=== Extracted material ===
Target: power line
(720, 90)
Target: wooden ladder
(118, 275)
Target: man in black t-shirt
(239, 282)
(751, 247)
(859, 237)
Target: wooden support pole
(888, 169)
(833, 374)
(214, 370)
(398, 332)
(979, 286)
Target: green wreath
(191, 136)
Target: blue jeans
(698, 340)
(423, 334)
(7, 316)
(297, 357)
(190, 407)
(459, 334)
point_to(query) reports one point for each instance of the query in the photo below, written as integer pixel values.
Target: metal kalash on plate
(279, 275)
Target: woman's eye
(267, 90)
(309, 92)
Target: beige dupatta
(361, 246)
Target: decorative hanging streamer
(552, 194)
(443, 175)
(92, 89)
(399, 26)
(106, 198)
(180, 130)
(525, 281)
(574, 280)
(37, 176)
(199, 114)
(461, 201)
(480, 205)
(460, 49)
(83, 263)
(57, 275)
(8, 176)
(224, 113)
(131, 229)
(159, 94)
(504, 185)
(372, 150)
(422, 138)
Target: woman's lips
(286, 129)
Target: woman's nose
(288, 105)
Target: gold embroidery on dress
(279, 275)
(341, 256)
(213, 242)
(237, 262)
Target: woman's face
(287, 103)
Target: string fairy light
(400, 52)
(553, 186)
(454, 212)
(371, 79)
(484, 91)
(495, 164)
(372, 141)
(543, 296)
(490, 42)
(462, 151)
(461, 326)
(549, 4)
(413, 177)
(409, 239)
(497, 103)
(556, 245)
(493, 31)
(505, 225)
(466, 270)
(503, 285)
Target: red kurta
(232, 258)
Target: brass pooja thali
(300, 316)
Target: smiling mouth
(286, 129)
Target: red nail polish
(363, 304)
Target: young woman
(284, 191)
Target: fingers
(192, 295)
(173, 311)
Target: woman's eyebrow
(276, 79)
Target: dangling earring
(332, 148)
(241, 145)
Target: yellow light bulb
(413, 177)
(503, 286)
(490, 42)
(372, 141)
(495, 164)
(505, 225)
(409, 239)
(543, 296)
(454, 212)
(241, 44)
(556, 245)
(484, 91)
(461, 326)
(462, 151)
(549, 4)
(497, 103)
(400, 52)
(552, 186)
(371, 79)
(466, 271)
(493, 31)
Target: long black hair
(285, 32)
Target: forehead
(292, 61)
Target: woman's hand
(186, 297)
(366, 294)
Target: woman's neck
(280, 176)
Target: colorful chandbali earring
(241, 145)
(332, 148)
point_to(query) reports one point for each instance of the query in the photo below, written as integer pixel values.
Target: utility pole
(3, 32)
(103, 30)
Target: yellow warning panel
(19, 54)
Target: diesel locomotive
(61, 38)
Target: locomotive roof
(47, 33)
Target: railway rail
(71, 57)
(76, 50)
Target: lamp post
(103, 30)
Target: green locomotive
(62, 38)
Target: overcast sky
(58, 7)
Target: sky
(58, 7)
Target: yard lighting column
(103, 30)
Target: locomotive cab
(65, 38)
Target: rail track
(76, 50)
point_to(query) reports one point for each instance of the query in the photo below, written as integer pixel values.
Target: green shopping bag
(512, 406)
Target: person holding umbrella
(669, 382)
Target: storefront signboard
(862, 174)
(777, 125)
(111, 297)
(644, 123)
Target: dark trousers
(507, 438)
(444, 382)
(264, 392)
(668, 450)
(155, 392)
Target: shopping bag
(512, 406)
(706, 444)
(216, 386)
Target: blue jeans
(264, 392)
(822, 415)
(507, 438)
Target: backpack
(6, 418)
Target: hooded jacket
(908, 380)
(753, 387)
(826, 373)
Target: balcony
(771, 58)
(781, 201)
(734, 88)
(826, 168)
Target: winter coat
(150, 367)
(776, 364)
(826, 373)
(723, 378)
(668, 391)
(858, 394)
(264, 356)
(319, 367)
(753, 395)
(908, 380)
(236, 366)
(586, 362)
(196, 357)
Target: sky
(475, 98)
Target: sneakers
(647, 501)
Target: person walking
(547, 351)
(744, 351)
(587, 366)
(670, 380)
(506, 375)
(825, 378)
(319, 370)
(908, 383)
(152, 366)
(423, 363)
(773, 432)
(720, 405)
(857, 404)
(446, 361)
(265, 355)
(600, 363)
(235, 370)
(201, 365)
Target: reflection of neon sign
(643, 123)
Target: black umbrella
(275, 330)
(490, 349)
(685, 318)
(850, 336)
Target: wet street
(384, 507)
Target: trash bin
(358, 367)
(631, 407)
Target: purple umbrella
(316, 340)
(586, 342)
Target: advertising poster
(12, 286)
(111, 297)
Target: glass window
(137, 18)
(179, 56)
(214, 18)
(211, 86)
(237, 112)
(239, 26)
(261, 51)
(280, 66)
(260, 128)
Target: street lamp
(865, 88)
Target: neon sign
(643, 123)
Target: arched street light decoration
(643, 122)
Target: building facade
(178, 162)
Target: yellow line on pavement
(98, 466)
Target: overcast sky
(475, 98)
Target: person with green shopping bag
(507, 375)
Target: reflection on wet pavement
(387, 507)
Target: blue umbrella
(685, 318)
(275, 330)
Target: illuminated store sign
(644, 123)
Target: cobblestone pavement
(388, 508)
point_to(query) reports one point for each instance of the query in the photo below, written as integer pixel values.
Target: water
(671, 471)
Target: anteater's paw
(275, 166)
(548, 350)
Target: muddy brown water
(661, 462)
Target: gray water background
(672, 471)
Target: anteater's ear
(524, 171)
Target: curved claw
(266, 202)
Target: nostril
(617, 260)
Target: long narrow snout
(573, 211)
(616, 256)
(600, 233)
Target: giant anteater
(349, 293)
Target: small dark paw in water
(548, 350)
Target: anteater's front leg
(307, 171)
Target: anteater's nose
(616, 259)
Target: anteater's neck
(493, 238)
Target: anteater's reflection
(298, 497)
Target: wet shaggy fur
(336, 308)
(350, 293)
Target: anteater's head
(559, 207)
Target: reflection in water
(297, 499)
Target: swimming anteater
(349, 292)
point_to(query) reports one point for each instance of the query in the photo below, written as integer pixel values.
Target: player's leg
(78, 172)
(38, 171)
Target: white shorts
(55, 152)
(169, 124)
===
■ Exercise details
Exactly reproduce all of the entries.

■ Solution below
Target: power line
(720, 90)
Target: wooden ladder
(118, 275)
Target: man in black t-shirt
(239, 282)
(751, 247)
(859, 237)
Target: wooden support pole
(888, 169)
(833, 374)
(214, 370)
(398, 332)
(979, 286)
Target: green wreath
(191, 136)
Target: blue jeans
(698, 340)
(423, 334)
(7, 316)
(297, 357)
(190, 407)
(459, 334)
point_to(query) reports one point for each instance of the query in the photo below, written as integer pixel values.
Target: metal kalash on plate
(279, 275)
Target: woman's eye
(267, 90)
(309, 92)
Target: beige dupatta
(361, 246)
Target: decorative hanging streamer
(552, 194)
(443, 175)
(92, 89)
(399, 26)
(106, 198)
(180, 130)
(525, 281)
(574, 280)
(37, 176)
(199, 114)
(461, 201)
(480, 205)
(460, 49)
(83, 263)
(57, 275)
(8, 176)
(224, 113)
(131, 229)
(159, 94)
(504, 185)
(372, 150)
(422, 138)
Target: woman's lips
(286, 129)
Target: woman's nose
(288, 105)
Target: gold embroidery on dress
(279, 275)
(341, 256)
(213, 242)
(237, 262)
Target: woman's face
(287, 103)
Target: string fairy light
(400, 52)
(553, 186)
(454, 212)
(371, 79)
(484, 91)
(495, 164)
(372, 141)
(543, 296)
(490, 42)
(462, 151)
(461, 326)
(549, 4)
(413, 177)
(409, 239)
(497, 103)
(556, 245)
(493, 31)
(505, 225)
(466, 270)
(503, 285)
Target: red kurta
(232, 258)
Target: brass pooja thali
(300, 316)
Target: smiling mouth
(286, 129)
Target: red nail polish
(363, 304)
Target: young woman
(284, 191)
Target: fingers
(192, 295)
(173, 311)
Target: woman's eyebrow
(276, 79)
Target: dangling earring
(332, 148)
(241, 145)
Target: yellow light bulb
(413, 177)
(503, 286)
(490, 42)
(372, 141)
(495, 164)
(505, 225)
(409, 239)
(543, 296)
(454, 212)
(241, 44)
(556, 245)
(484, 91)
(461, 326)
(462, 151)
(549, 4)
(497, 103)
(400, 52)
(552, 186)
(371, 79)
(466, 271)
(493, 31)
Target: long black hair
(285, 32)
Target: forehead
(292, 61)
Target: woman's hand
(186, 297)
(366, 294)
Target: woman's neck
(280, 176)
Target: colorful chandbali earring
(241, 145)
(332, 148)
point_to(query) reports one point for each instance of the query in the photo below, written as integer pixel values.
Target: utility pole
(3, 32)
(103, 30)
Target: yellow warning panel
(19, 54)
Target: diesel locomotive
(61, 38)
Target: locomotive roof
(47, 33)
Target: railway rail
(71, 57)
(76, 50)
Target: lamp post
(103, 30)
Target: green locomotive
(62, 38)
Target: overcast sky
(58, 7)
Target: sky
(58, 7)
Target: yard lighting column
(103, 30)
Target: locomotive cab
(65, 38)
Target: rail track
(76, 50)
point_to(query) reports one point for each instance of the query in the photo below, written as integer pixel values.
Target: green shopping bag
(512, 406)
Target: person holding umbrella
(669, 382)
Target: storefront signboard
(862, 174)
(777, 125)
(111, 297)
(644, 123)
Target: dark trousers
(507, 438)
(444, 382)
(264, 392)
(668, 450)
(155, 392)
Target: shopping bag
(512, 406)
(706, 444)
(216, 386)
Target: blue jeans
(264, 392)
(822, 415)
(507, 438)
Target: backpack
(6, 418)
Target: hooded jacket
(908, 380)
(753, 387)
(826, 373)
Target: balcony
(771, 58)
(781, 201)
(734, 88)
(826, 168)
Target: winter coat
(150, 367)
(776, 364)
(826, 373)
(723, 378)
(668, 391)
(858, 394)
(264, 356)
(319, 367)
(753, 395)
(908, 380)
(236, 366)
(586, 362)
(196, 357)
Target: sky
(475, 98)
Target: sneakers
(647, 501)
Target: person walking
(547, 351)
(744, 351)
(587, 366)
(670, 380)
(506, 375)
(825, 378)
(319, 370)
(908, 383)
(152, 366)
(423, 363)
(773, 432)
(720, 405)
(857, 404)
(446, 361)
(265, 355)
(600, 363)
(235, 370)
(201, 365)
Target: reflection of neon sign
(643, 123)
Target: black umbrella
(275, 330)
(490, 349)
(685, 318)
(850, 336)
Target: wet street
(384, 507)
Target: trash bin
(358, 367)
(631, 407)
Target: purple umbrella
(316, 340)
(586, 342)
Target: advertising poster
(12, 286)
(111, 297)
Target: glass window
(137, 18)
(179, 56)
(214, 18)
(211, 86)
(237, 112)
(239, 26)
(261, 51)
(280, 66)
(260, 128)
Target: street lamp
(865, 88)
Target: neon sign
(643, 123)
Target: arched street light decoration
(643, 122)
Target: building facade
(178, 162)
Target: yellow line on pavement
(98, 466)
Target: overcast sky
(475, 98)
Target: person with green shopping bag
(507, 375)
Target: reflection on wet pavement
(387, 507)
Target: blue umbrella
(685, 318)
(275, 330)
Target: illuminated store sign
(644, 123)
Target: cobblestone pavement
(388, 508)
point_to(query) reports one point for each instance of the query in the photo below, written as integer pixel values.
Target: water
(671, 471)
Target: anteater's paw
(275, 166)
(548, 350)
Target: muddy brown water
(661, 462)
Target: gray water background
(672, 471)
Target: anteater's ear
(524, 171)
Target: curved claw
(266, 202)
Target: nostril
(617, 260)
Target: long narrow snout
(573, 211)
(616, 256)
(600, 233)
Target: giant anteater
(349, 293)
Target: small dark paw in water
(548, 350)
Target: anteater's front leg
(307, 171)
Target: anteater's nose
(616, 259)
Target: anteater's neck
(493, 238)
Target: anteater's reflection
(298, 497)
Target: wet shaggy fur
(336, 308)
(350, 293)
Target: anteater's head
(559, 207)
Target: reflection in water
(297, 499)
Target: swimming anteater
(349, 292)
point_to(query) reports one point for each instance of the query in the photo below, written as integer pixel values.
Target: player's leg
(78, 172)
(38, 171)
Target: white shorts
(55, 152)
(169, 124)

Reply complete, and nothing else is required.